• [Exercise] Return the lines from the one containing "airplane in the photo above." through the end of the items below, copied word for word, with both ends included.

Dataset rows:
+++

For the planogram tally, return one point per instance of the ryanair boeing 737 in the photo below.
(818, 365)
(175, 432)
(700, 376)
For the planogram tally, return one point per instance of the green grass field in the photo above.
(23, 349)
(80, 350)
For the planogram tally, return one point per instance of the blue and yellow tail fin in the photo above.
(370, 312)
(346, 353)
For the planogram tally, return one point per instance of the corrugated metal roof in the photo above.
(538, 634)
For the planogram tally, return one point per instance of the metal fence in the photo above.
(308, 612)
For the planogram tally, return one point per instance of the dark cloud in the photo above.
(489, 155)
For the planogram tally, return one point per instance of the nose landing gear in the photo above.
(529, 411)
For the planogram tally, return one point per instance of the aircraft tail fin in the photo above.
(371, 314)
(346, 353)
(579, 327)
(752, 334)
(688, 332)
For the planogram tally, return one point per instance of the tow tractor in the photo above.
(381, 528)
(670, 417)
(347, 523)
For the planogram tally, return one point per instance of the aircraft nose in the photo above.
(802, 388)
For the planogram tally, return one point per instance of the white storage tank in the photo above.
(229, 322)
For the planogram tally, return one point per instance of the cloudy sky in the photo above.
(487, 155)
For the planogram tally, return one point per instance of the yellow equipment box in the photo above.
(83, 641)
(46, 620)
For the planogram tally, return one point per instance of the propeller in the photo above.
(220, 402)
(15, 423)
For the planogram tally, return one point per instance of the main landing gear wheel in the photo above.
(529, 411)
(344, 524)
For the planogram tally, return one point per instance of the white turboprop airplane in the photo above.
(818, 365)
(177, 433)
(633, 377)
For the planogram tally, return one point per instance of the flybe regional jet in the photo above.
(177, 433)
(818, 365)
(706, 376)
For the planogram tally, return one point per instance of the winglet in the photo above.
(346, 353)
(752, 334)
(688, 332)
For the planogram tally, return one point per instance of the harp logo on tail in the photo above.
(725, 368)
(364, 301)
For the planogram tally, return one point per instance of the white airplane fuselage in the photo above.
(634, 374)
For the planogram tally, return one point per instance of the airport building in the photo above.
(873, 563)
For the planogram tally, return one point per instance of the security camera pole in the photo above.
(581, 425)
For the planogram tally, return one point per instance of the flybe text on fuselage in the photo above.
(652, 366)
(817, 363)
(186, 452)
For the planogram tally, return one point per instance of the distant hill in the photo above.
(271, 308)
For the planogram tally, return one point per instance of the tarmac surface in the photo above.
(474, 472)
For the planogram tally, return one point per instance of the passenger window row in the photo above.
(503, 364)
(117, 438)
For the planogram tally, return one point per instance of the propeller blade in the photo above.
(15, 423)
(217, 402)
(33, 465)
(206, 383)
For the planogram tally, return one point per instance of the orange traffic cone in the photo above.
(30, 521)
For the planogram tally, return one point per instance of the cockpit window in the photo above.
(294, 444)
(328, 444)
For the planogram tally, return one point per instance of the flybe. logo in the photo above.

+++

• [Right answer]
For the planogram tally, return one point per instance of the white turboprop airplane in the photo above.
(818, 365)
(177, 433)
(633, 377)
For the planogram tally, return one point per instance of the flybe regional jet in the photo above.
(177, 433)
(818, 365)
(706, 376)
For the planogram tally, return one point per instance of the winglet in the photo above.
(346, 353)
(752, 334)
(688, 332)
For the planogram tally, return one point per instance of the harp logo on tail in the photo above.
(725, 368)
(364, 301)
For the planogram tally, return one point per instance of the white airplane fuselage in the photo above.
(634, 374)
For the planogram tally, return one point per instance of the airport building in the photo above.
(873, 563)
For the planogram tally, return one point per instance of the security camera pole in the photo above.
(581, 425)
For the planogram tally, return one point per instance of the flybe text on fuselage in the photo above.
(652, 366)
(817, 363)
(186, 452)
For the planogram tally, return one point per instance of the distant hill in the photo above.
(271, 308)
For the planogram tally, return one point per instance of the tarmac surface in the photo above.
(474, 472)
For the planogram tally, return one point per instance of the passenger window row in the photo above.
(503, 364)
(117, 438)
For the planogram tally, return one point per instance of the propeller blade in the photo above.
(15, 423)
(217, 402)
(33, 465)
(206, 383)
For the planogram tally, return one point per instance of the orange traffic cone in the photo above.
(30, 521)
For the planogram tally, return one point per instance of the cockpit window in the photo above.
(294, 444)
(328, 444)
For the planogram tally, return one point per instance of the flybe. logo in the photo above.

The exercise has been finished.